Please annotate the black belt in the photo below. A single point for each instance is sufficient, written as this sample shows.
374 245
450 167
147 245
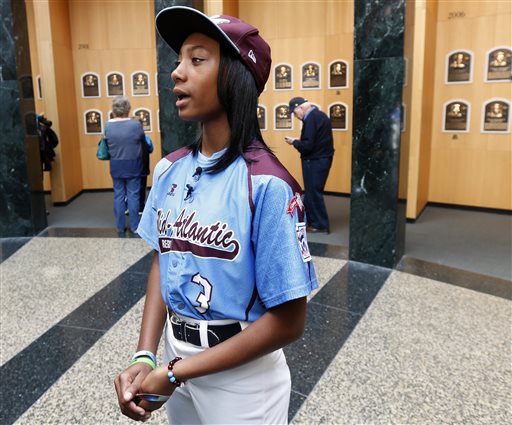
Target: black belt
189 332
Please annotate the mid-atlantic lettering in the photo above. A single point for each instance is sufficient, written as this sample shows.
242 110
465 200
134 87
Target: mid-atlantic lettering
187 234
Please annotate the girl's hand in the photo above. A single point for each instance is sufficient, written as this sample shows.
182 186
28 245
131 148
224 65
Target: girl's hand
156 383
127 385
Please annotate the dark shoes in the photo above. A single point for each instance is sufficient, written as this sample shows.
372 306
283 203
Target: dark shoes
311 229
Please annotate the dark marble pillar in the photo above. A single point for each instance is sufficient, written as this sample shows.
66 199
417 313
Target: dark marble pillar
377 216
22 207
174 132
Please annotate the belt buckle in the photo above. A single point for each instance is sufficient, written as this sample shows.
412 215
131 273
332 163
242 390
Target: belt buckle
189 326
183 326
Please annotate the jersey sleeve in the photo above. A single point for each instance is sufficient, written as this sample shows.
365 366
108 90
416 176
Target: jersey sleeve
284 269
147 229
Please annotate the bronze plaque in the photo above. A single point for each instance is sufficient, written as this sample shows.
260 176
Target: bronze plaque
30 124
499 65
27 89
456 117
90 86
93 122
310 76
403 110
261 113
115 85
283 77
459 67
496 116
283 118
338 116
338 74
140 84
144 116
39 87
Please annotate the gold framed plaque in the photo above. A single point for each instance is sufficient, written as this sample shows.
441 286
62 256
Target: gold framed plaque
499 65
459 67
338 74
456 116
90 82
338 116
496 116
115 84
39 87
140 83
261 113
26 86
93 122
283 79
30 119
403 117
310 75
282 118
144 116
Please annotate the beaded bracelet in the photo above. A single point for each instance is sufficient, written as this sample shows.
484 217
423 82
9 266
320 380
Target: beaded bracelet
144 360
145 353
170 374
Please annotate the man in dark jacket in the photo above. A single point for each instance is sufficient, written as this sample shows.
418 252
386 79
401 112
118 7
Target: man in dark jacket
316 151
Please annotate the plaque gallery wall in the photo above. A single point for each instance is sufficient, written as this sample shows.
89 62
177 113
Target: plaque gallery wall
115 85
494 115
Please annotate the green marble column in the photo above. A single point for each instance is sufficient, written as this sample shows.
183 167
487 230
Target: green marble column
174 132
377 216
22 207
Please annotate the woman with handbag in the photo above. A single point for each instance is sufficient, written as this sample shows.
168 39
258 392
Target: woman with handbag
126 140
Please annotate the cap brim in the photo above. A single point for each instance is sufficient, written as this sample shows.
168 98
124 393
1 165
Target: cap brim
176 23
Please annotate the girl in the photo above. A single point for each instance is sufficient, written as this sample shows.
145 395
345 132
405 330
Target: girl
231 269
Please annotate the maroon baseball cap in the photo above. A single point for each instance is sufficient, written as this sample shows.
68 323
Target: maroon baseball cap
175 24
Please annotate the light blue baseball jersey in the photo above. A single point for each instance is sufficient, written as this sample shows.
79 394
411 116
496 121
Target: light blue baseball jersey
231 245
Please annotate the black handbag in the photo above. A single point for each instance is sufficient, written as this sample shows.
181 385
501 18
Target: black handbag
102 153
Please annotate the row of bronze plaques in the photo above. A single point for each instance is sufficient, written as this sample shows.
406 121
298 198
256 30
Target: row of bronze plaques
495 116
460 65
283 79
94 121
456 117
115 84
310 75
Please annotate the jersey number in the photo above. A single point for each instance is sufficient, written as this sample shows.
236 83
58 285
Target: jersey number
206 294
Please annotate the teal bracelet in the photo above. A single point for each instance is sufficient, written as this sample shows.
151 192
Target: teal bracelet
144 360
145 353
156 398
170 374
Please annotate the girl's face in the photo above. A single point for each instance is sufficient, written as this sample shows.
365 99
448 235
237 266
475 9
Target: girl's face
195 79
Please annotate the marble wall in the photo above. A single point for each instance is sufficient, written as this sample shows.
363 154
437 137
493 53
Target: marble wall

→ TASK DIRECTIONS
Retype all of the rows above line for line, and leave the pictures out of your copy.

→ RESPONSE
Please annotate the black belt in the photo below. A single point for each instance is sufficient, written as this sample shows.
374 245
450 167
147 245
Target: black belt
189 332
Please annotate the mid-atlantic lettering in the photo above. A single point for each instance is sufficient, written as this sample shows.
242 110
465 200
134 87
Target: mid-atlantic lettering
187 234
Please annotate the girl's hand in the photo above. A single point for each instance is sufficient, written as this sample shows.
182 186
28 245
131 148
224 65
Target: girl's hand
156 383
127 385
Please annotate the dark shoes in the photo above. A single point for each instance is sufficient, written as this sample shows.
372 306
283 203
Target: dark shoes
311 229
Please annotate the dark marble pillar in the photo above. A single point for each instance is sufficient, written as this sample shows.
66 199
417 313
Target: dark marble pillar
377 216
22 207
174 132
Please annotate the belt buckle in the photo above. A single point for each instance is sufficient, written as this sample shows.
412 215
131 273
332 163
242 390
Target: belt buckle
189 326
183 326
Please annotate the jersey sleeve in the photo above. A single point for each instance is sufficient, written as this sample shows.
365 366
108 90
416 176
Target: jersey sleeve
284 269
147 229
Please annotate the bronze plaque in the photo above. A single point for each instance is sufficient, written as this sample shows.
260 176
Target: bronze plaque
30 124
499 65
27 89
456 117
90 86
93 122
310 76
403 110
261 113
115 85
283 77
459 67
496 116
283 118
338 116
338 74
140 84
144 116
39 87
Please annotate the gold framed plaque in the photo above. A single point for each instance is sufficient, written as this sample shows.
441 286
62 256
Target: gold framed plaque
499 65
459 67
338 74
456 116
90 82
338 116
496 116
115 84
39 87
140 83
261 113
26 86
93 122
283 79
30 119
403 117
310 75
282 118
144 116
Please annotate the beaded bracelet in the photo above. A single point for each instance is sufficient, written as this sample shows.
484 217
423 82
9 266
320 380
Target: beaded bracelet
144 360
145 353
170 374
Please annotate the man in dark jacket in the photo above. A single point for each instance is sufficient, written as this sample shows.
418 252
386 79
401 112
118 7
Target: man in dark jacket
316 151
Please annotate the plaque gallery wall in the photo above. A single point for each instance is sufficient, written as this sample shows.
89 62
177 113
Target: plaque gallery wall
115 85
494 115
Please annotate the green marble column in the photo above. A single point for each instance is sufficient, written as this sample shows.
183 167
487 230
Target: green marble column
174 132
377 216
22 207
Please annotate the woman with handbag in the photo above. A single point for each instance is sufficient, written as this sample shows.
168 39
258 392
Target: woman with handbag
126 140
Please annotate the cap brim in the photo above. A single point for each instance is sufficient, written as this sample shows.
168 98
124 393
1 165
Target: cap brim
176 23
Please annotate the girl in the photo above. A single point for each instance is sufficient, written as this sample shows.
145 395
345 132
405 330
Target: girl
231 269
Please annotate the maroon baseball cap in the photo above. A single point for each instance is sufficient, written as this sample shows.
68 323
Target: maroon baseball cap
175 24
Please annotate the light blue baseball jersey in the photo above. A single point for each instance is sufficient, written as this sample shows.
79 394
411 116
496 121
Target: light blue baseball jersey
231 245
Please annotate the black handbag in the photo above. A single point for each instance is sufficient, written as this sample shows.
181 385
501 18
Target: black handbag
102 153
Please annotate the row of bronze plaques in the photo above. A single point for each instance is sufficient, written as this sample shows.
406 121
298 198
256 30
Target: row of bronze plaques
495 116
460 65
283 79
94 121
456 117
115 84
310 75
Please annotate the jersey number in the photo above. A single point for each instance is sufficient, written as this sample shows.
236 83
58 285
Target: jersey number
206 294
Please annotate the teal bracelet in the photo above. A single point for each instance is sufficient, written as this sample shows.
151 192
Target: teal bracelet
144 360
145 353
156 398
170 374
Please annotate the girl's face in the photo above. A single point for each instance is sufficient, written as this sample shows.
365 99
448 235
237 266
475 9
Target: girl's face
195 79
Please annotate the marble wall in the photo above. A single point for each instance is sufficient, written as this sample shows.
363 154
437 137
493 53
Target: marble wall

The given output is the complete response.